§ **Assignment**
Scan the entries that follow and work out how many lines contain "high". Give the number and nothing else.

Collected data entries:
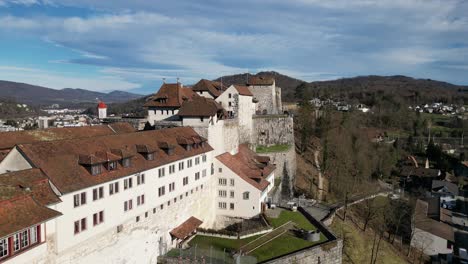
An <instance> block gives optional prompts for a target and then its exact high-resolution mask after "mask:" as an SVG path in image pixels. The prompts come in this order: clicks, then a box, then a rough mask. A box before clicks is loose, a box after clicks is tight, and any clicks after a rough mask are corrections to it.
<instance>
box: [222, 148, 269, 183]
mask: <svg viewBox="0 0 468 264" xmlns="http://www.w3.org/2000/svg"><path fill="white" fill-rule="evenodd" d="M260 157H261V156H258V155H256V153H255V152H253V151H251V150H250V149H249V148H248V146H247V145H245V144H242V145H239V152H238V153H237V154H236V155H231V154H230V153H229V152H226V153H223V154H221V155H219V156H217V157H216V158H217V159H218V160H219V161H220V162H221V163H223V164H224V165H225V166H226V167H228V168H229V169H230V170H232V171H233V172H234V173H235V174H237V175H238V176H239V177H241V178H242V179H243V180H245V181H246V182H248V183H249V184H251V185H252V186H254V187H255V188H257V189H259V190H261V191H263V190H265V188H267V187H268V185H269V184H270V183H269V182H268V181H267V180H266V178H267V177H268V176H269V175H270V174H271V173H272V172H273V171H274V170H275V169H276V166H275V165H273V164H264V163H265V161H266V159H264V158H260ZM259 159H260V160H261V161H259Z"/></svg>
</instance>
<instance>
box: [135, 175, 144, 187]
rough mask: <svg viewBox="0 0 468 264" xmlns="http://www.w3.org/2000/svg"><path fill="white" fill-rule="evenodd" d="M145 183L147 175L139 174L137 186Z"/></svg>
mask: <svg viewBox="0 0 468 264" xmlns="http://www.w3.org/2000/svg"><path fill="white" fill-rule="evenodd" d="M144 183H145V174H138V175H137V185H140V184H144Z"/></svg>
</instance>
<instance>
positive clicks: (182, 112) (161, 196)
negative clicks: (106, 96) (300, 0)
mask: <svg viewBox="0 0 468 264" xmlns="http://www.w3.org/2000/svg"><path fill="white" fill-rule="evenodd" d="M267 84H268V85H267V86H265V87H269V88H271V89H270V90H271V91H270V92H272V93H271V98H273V97H274V96H278V93H277V91H278V88H277V87H275V85H274V81H273V84H271V82H267ZM258 85H259V84H258V83H257V84H256V85H255V87H258ZM255 87H254V89H251V87H250V86H238V85H231V86H229V87H225V86H223V85H222V84H220V83H217V82H211V81H207V80H201V81H200V82H199V83H197V84H196V85H195V86H193V87H192V88H184V87H183V85H182V84H180V83H176V84H163V85H162V87H161V88H160V89H159V91H158V92H157V93H156V94H155V95H154V96H153V97H151V98H150V100H148V101H147V102H146V104H145V107H147V109H148V122H150V123H151V124H152V125H156V126H157V125H158V124H162V125H171V124H172V125H171V126H176V127H172V128H164V129H159V130H150V131H143V132H137V131H133V129H132V128H131V126H130V125H128V124H122V123H115V124H112V125H109V126H93V127H82V128H63V129H45V130H38V131H23V132H6V133H1V134H0V263H97V262H99V263H116V262H117V263H118V262H128V263H155V262H156V258H157V257H158V256H159V255H161V254H164V253H165V252H167V251H168V250H169V249H171V248H174V247H177V246H178V245H179V243H180V242H182V241H184V240H185V239H186V238H188V237H189V236H190V235H191V234H192V233H193V232H194V231H195V230H196V228H198V227H199V226H201V227H205V228H213V227H214V226H217V225H219V221H220V220H219V219H223V218H226V217H240V218H251V217H254V216H257V215H259V214H260V213H261V212H262V210H264V208H265V203H266V202H267V199H268V197H269V193H270V191H271V190H272V188H273V185H274V178H275V173H276V166H275V165H273V164H272V163H271V162H270V158H269V157H265V156H259V155H257V154H256V153H255V152H253V151H252V150H251V149H250V148H249V145H248V144H249V143H251V142H252V139H253V138H254V137H255V135H254V133H256V132H255V131H254V128H253V119H252V117H253V116H254V115H255V113H256V111H257V112H258V111H260V112H262V111H263V110H266V111H267V112H268V113H278V112H280V111H281V108H278V102H274V103H272V104H271V105H267V104H266V103H265V104H263V106H260V108H259V106H258V102H261V101H262V100H263V101H265V99H264V98H266V97H262V98H263V99H261V100H259V99H257V98H255V97H256V96H255V92H254V91H253V90H255V89H256V88H255ZM279 95H280V93H279ZM262 96H263V95H262ZM275 100H276V99H275ZM280 101H281V100H280Z"/></svg>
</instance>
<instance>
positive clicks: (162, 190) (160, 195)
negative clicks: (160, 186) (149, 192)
mask: <svg viewBox="0 0 468 264" xmlns="http://www.w3.org/2000/svg"><path fill="white" fill-rule="evenodd" d="M164 194H166V187H165V186H162V187H159V189H158V196H159V197H161V196H163V195H164Z"/></svg>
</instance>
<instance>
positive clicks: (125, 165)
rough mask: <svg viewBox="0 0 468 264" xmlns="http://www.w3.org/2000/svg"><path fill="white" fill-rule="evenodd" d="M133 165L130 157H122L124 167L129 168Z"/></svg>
mask: <svg viewBox="0 0 468 264" xmlns="http://www.w3.org/2000/svg"><path fill="white" fill-rule="evenodd" d="M130 166H131V162H130V158H125V159H122V167H124V168H128V167H130Z"/></svg>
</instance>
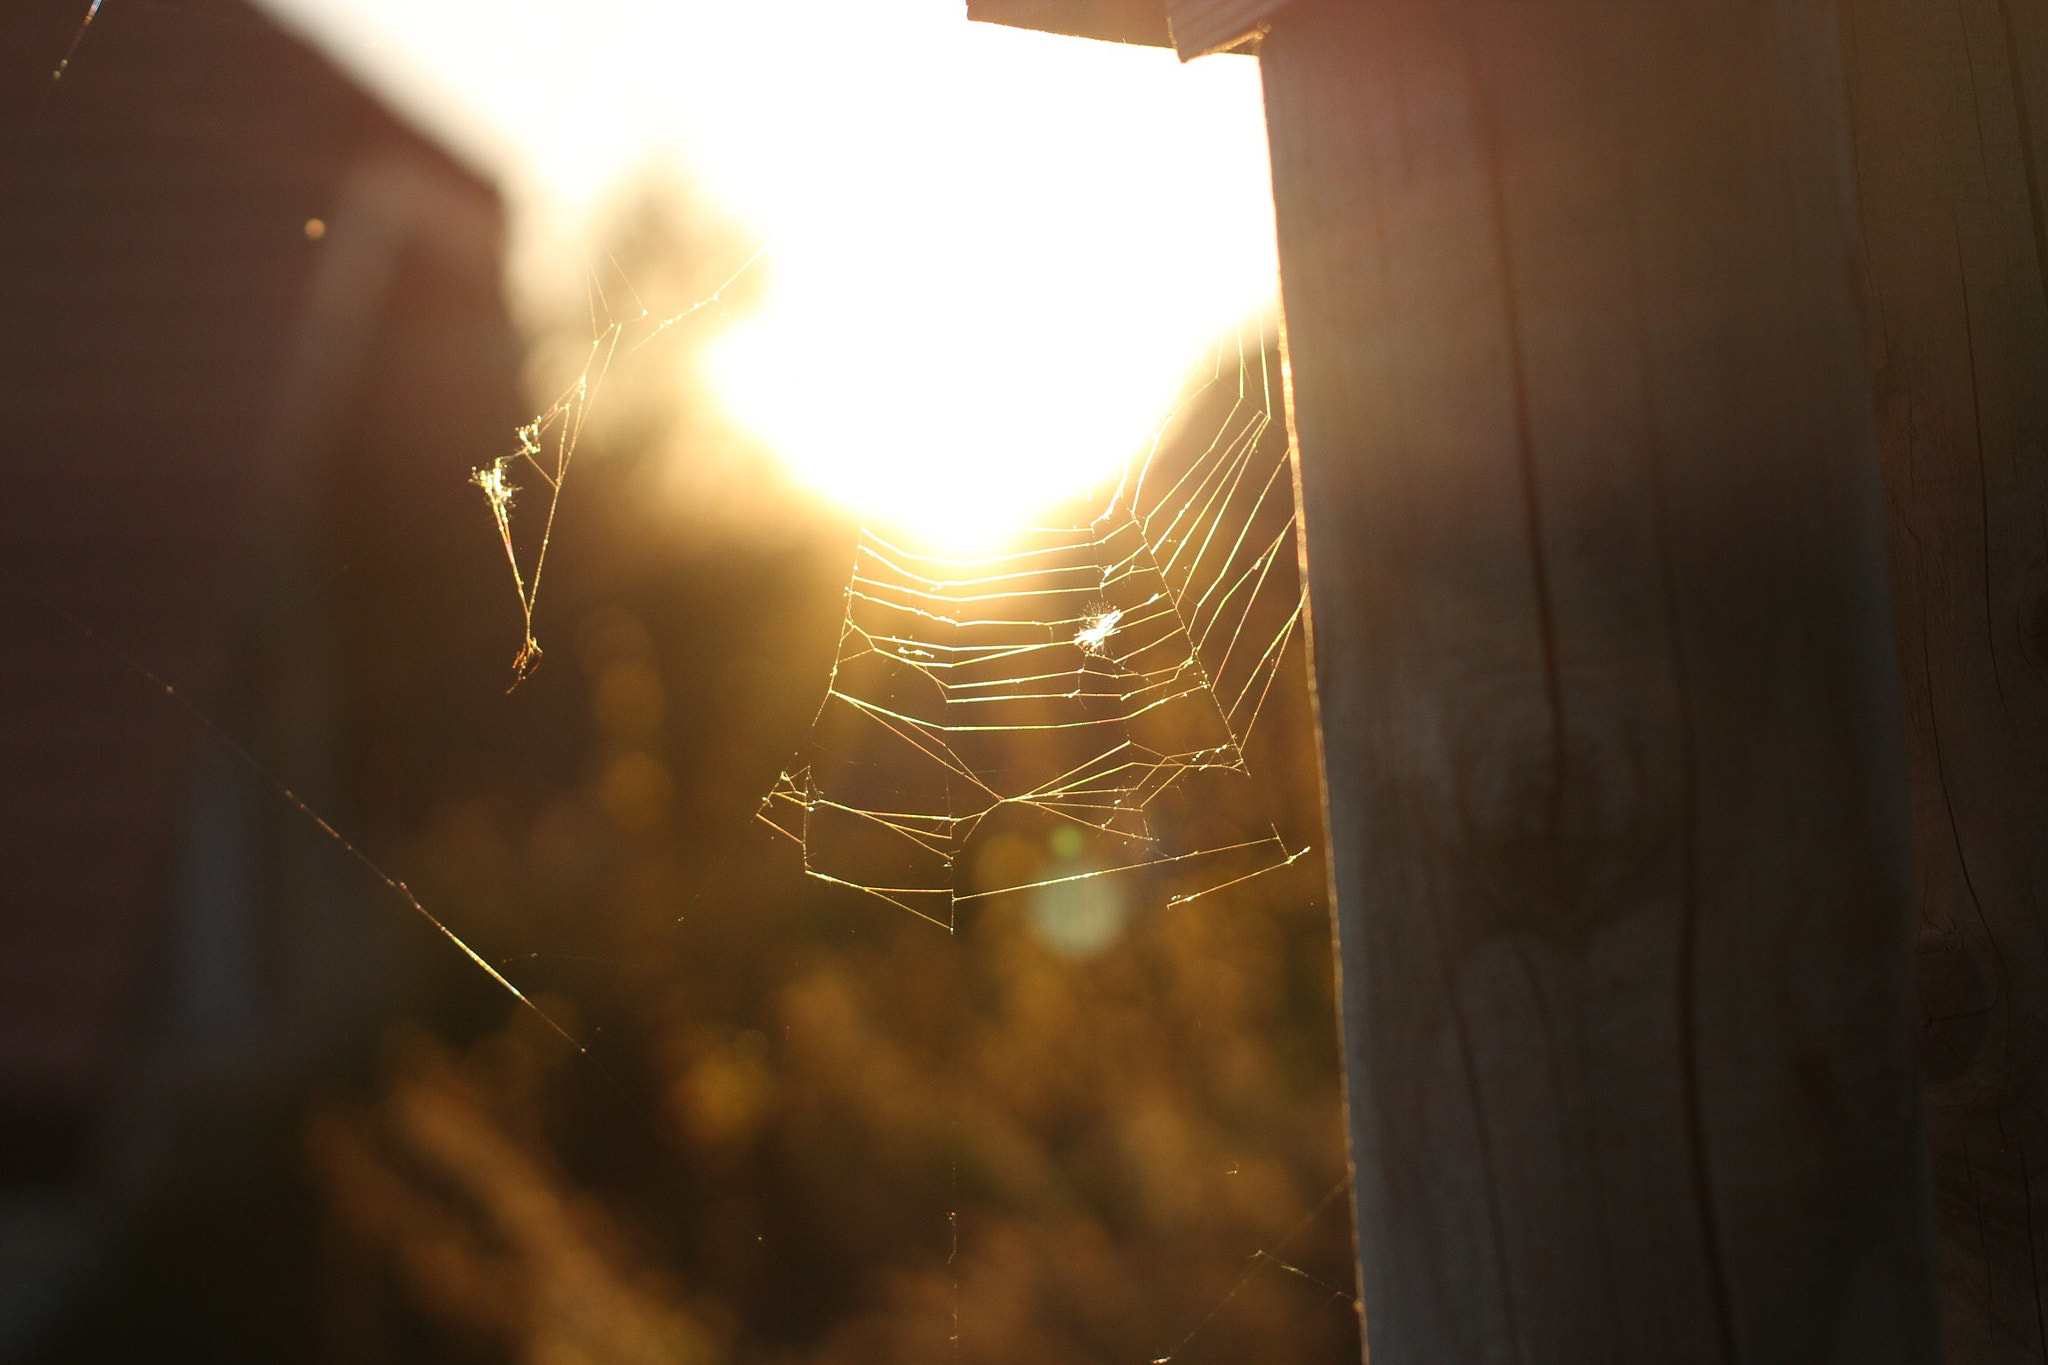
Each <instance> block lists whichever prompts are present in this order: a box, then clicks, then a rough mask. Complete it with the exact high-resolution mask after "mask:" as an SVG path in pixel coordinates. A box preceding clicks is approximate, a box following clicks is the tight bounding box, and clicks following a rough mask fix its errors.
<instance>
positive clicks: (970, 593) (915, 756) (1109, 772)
mask: <svg viewBox="0 0 2048 1365" xmlns="http://www.w3.org/2000/svg"><path fill="white" fill-rule="evenodd" d="M1247 340H1253V338H1247V334H1245V332H1239V334H1237V336H1235V338H1229V340H1227V342H1225V344H1223V346H1219V350H1217V356H1214V362H1212V364H1210V366H1206V372H1204V375H1200V377H1198V379H1196V383H1192V385H1190V387H1188V391H1186V393H1184V395H1182V399H1180V401H1178V403H1176V409H1174V415H1171V417H1169V420H1167V424H1163V428H1161V434H1159V438H1155V440H1153V444H1151V450H1149V452H1147V454H1145V456H1143V458H1139V460H1133V463H1130V467H1126V469H1124V471H1122V475H1120V477H1118V481H1116V487H1114V489H1112V491H1110V493H1108V495H1106V497H1104V499H1102V501H1100V503H1098V505H1096V508H1094V510H1092V512H1083V514H1081V516H1079V518H1077V520H1075V522H1071V524H1053V526H1036V528H1026V530H1020V532H1016V534H1014V536H1012V540H1010V546H1012V548H1006V551H1001V553H997V555H987V557H958V555H954V557H940V555H930V553H924V551H918V548H911V546H905V544H897V542H893V540H889V538H885V536H881V534H877V532H872V530H862V534H860V540H858V546H856V553H854V571H852V575H850V579H848V587H846V616H844V620H842V628H840V647H838V653H836V659H834V667H831V679H829V681H827V686H825V696H823V700H821V704H819V710H817V716H815V718H813V739H811V757H809V761H805V763H801V765H799V767H795V769H791V772H784V774H782V776H780V778H778V782H776V784H774V788H772V790H770V792H768V796H766V798H764V800H762V808H760V817H762V819H764V821H766V823H768V825H772V827H774V829H778V831H780V833H782V835H786V837H788V839H793V841H795V843H797V845H799V847H801V851H803V868H805V872H807V874H809V876H813V878H817V880H821V882H827V884H838V886H848V888H854V890H862V892H866V894H872V896H879V898H883V900H889V902H891V905H899V907H903V909H909V911H911V913H915V915H922V917H924V919H930V921H934V923H940V925H946V927H950V925H952V923H954V911H956V909H958V907H963V905H967V902H973V900H983V898H989V896H997V894H1006V892H1044V890H1049V888H1061V886H1073V884H1081V882H1090V880H1098V878H1110V876H1130V874H1149V872H1159V874H1165V872H1174V874H1186V872H1188V870H1190V868H1202V866H1214V872H1196V874H1194V876H1192V882H1190V884H1188V888H1184V890H1178V892H1174V894H1171V896H1167V902H1182V900H1188V898H1194V896H1198V894H1210V892H1212V890H1221V888H1225V886H1235V884H1239V882H1243V880H1247V878H1251V876H1262V874H1264V872H1272V870H1276V868H1284V866H1290V864H1292V862H1294V860H1296V857H1300V849H1290V847H1288V845H1286V843H1284V841H1282V839H1280V835H1278V831H1276V829H1274V827H1272V825H1270V821H1266V819H1264V817H1245V819H1247V825H1245V827H1241V829H1239V835H1241V837H1223V839H1208V841H1200V843H1196V845H1192V847H1190V845H1186V839H1182V841H1176V831H1174V821H1167V825H1159V823H1157V821H1159V819H1165V817H1163V812H1165V806H1163V802H1165V800H1167V798H1176V800H1194V798H1192V796H1188V798H1178V796H1176V794H1178V792H1188V790H1190V784H1194V782H1202V784H1210V786H1214V784H1217V782H1223V784H1225V786H1227V788H1237V798H1239V802H1237V804H1241V806H1243V808H1245V810H1253V808H1255V806H1257V800H1255V798H1253V796H1255V794H1253V792H1251V774H1249V769H1247V765H1245V753H1243V749H1245V739H1247V737H1249V733H1251V729H1253V726H1255V724H1257V716H1260V714H1262V708H1264V702H1266V698H1268V696H1270V692H1272V681H1274V677H1276V675H1278V671H1280V667H1282V659H1284V657H1286V647H1288V643H1290V641H1292V636H1294V628H1296V622H1298V616H1300V583H1298V571H1296V565H1294V559H1292V555H1288V546H1290V544H1292V538H1294V508H1292V483H1290V481H1286V479H1284V477H1282V475H1284V473H1286V458H1288V450H1286V442H1284V438H1280V434H1282V428H1280V426H1278V424H1276V422H1274V401H1276V393H1274V383H1272V370H1270V368H1268V364H1266V338H1264V334H1257V336H1255V342H1253V346H1247ZM1202 411H1208V413H1210V415H1208V417H1206V420H1204V417H1202V415H1200V413H1202ZM1202 422H1206V428H1204V430H1200V432H1196V428H1198V426H1202ZM1161 489H1163V491H1161ZM1018 542H1022V544H1018ZM1176 733H1180V735H1182V737H1184V739H1194V741H1196V743H1165V745H1161V743H1157V737H1165V739H1171V737H1174V735H1176ZM1141 737H1153V739H1151V741H1149V743H1147V741H1143V739H1141ZM1204 790H1208V788H1204ZM1198 804H1200V802H1198ZM1006 812H1010V814H1006ZM1026 812H1028V814H1030V817H1034V819H1036V821H1040V823H1042V821H1051V829H1053V831H1057V829H1077V831H1087V833H1094V835H1100V839H1098V843H1100V849H1098V853H1090V857H1092V860H1094V862H1092V864H1090V866H1083V868H1057V870H1055V874H1051V876H1036V878H1012V880H1008V882H1006V884H999V886H969V884H967V882H965V880H963V866H961V855H963V851H967V849H969V845H971V841H973V839H977V835H979V833H981V831H983V829H985V827H987V825H989V823H991V821H997V823H999V821H1006V819H1016V817H1018V814H1026ZM1176 819H1178V817H1176ZM1116 851H1122V853H1124V855H1122V857H1116V855H1114V853H1116Z"/></svg>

§ **Solution for this task**
2